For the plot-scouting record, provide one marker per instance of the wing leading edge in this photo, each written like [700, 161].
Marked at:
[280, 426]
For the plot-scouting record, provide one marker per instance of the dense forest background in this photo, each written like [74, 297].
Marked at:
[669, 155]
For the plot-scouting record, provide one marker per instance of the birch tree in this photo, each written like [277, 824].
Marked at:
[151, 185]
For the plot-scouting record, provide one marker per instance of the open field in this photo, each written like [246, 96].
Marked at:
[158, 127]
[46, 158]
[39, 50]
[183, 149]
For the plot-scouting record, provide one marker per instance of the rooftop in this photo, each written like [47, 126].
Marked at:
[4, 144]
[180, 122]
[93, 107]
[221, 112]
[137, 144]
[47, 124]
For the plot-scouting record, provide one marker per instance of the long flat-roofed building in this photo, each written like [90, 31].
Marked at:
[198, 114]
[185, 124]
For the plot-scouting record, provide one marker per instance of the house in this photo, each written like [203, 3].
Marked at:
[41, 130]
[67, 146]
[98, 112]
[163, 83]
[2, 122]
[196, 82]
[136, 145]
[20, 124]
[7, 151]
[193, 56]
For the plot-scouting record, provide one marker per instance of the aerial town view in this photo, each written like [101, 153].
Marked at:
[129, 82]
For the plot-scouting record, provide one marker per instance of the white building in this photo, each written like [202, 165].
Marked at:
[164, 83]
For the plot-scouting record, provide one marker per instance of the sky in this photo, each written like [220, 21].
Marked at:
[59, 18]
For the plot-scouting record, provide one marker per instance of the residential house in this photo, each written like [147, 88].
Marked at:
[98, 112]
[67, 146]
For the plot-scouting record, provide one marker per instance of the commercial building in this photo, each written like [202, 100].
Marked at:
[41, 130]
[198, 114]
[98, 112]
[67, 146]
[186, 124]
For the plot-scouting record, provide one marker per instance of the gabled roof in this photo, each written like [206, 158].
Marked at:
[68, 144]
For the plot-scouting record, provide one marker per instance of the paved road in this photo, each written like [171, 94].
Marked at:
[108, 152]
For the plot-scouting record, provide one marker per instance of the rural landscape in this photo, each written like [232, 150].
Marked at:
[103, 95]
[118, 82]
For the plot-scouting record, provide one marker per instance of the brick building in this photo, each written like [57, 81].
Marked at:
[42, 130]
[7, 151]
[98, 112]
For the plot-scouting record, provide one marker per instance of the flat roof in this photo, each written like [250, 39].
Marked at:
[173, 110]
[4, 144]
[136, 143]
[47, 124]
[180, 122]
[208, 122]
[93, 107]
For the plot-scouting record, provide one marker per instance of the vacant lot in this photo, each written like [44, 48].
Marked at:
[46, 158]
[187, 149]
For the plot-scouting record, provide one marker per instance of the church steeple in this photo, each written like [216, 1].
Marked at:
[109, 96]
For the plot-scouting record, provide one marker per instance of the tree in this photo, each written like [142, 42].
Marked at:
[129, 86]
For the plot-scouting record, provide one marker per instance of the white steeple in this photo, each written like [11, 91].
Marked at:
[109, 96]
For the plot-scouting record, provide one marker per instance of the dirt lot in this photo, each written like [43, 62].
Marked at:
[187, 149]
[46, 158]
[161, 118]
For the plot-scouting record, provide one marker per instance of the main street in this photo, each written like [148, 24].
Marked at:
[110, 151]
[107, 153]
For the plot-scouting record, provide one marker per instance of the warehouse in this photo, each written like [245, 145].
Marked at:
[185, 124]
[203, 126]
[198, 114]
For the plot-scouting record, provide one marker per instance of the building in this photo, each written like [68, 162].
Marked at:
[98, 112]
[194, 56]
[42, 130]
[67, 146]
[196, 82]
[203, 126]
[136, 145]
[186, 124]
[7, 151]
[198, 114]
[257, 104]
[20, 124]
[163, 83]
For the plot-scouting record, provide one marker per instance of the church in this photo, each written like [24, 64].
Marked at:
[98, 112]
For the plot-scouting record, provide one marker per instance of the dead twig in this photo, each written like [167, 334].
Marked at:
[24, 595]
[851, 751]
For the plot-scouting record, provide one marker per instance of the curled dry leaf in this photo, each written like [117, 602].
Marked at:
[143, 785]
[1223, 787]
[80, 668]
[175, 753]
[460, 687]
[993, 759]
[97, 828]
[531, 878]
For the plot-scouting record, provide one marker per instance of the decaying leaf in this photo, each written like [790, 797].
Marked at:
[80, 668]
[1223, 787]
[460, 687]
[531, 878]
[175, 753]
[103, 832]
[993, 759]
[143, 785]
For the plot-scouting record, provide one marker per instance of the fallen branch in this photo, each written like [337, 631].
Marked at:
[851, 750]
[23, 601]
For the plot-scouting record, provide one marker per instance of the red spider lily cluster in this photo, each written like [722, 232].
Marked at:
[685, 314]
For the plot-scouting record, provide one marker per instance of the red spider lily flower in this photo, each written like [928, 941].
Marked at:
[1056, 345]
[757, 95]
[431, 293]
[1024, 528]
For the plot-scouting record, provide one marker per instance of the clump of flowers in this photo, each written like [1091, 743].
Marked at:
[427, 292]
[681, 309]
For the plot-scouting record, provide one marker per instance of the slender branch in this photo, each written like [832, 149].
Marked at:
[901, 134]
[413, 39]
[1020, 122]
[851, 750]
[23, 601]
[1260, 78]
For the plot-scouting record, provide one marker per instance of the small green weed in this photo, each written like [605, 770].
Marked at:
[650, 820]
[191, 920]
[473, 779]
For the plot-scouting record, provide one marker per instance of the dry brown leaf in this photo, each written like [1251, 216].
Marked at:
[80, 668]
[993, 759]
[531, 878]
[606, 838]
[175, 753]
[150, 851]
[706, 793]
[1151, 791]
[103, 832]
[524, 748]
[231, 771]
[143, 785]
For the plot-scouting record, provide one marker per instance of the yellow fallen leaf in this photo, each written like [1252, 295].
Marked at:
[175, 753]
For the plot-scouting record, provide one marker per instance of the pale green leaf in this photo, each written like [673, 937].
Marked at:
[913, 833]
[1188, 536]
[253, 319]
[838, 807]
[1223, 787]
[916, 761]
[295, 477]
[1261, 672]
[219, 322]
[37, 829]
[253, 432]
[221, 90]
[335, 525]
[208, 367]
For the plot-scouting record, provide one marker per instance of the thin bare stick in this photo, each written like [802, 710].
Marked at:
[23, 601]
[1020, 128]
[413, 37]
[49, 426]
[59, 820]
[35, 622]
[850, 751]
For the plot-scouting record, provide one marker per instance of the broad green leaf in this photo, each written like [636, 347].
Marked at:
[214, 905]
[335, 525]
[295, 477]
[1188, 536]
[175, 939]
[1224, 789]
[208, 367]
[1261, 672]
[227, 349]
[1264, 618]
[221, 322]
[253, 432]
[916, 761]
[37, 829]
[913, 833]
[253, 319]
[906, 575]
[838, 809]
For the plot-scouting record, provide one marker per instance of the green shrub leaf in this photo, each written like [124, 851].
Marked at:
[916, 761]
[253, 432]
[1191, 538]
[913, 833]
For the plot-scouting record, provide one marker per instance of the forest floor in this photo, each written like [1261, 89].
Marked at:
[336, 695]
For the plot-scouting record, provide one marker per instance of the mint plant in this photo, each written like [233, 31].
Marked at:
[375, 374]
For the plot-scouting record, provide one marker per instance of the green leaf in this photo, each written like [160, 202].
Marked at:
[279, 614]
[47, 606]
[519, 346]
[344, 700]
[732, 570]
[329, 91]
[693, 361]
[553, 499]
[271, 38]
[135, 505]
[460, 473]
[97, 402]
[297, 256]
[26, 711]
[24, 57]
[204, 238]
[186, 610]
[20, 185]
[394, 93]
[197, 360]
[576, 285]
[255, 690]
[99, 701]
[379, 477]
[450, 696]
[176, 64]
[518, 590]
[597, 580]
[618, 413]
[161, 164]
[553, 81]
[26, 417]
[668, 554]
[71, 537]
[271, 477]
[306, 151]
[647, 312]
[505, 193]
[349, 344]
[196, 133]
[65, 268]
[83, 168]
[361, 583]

= = = =

Work to be completed - Look over the listing and return each line that holds "building".

Answer to this problem -
For the plot-scouting record, provide one marker per instance of the long flat-roofed building in this photo, each written like [90, 31].
For the plot-scouting record, provide one marker per instance of the white building in this photo, each written like [202, 165].
For the plot-scouting record, provide one marker per instance of the commercial building in this photo, each written like [202, 100].
For the plot-scouting record, provide one marker per instance of the brick building in this photo, each written like [57, 81].
For the plot-scouting record, provide one marker per instance of the building in this photo, each written like [68, 162].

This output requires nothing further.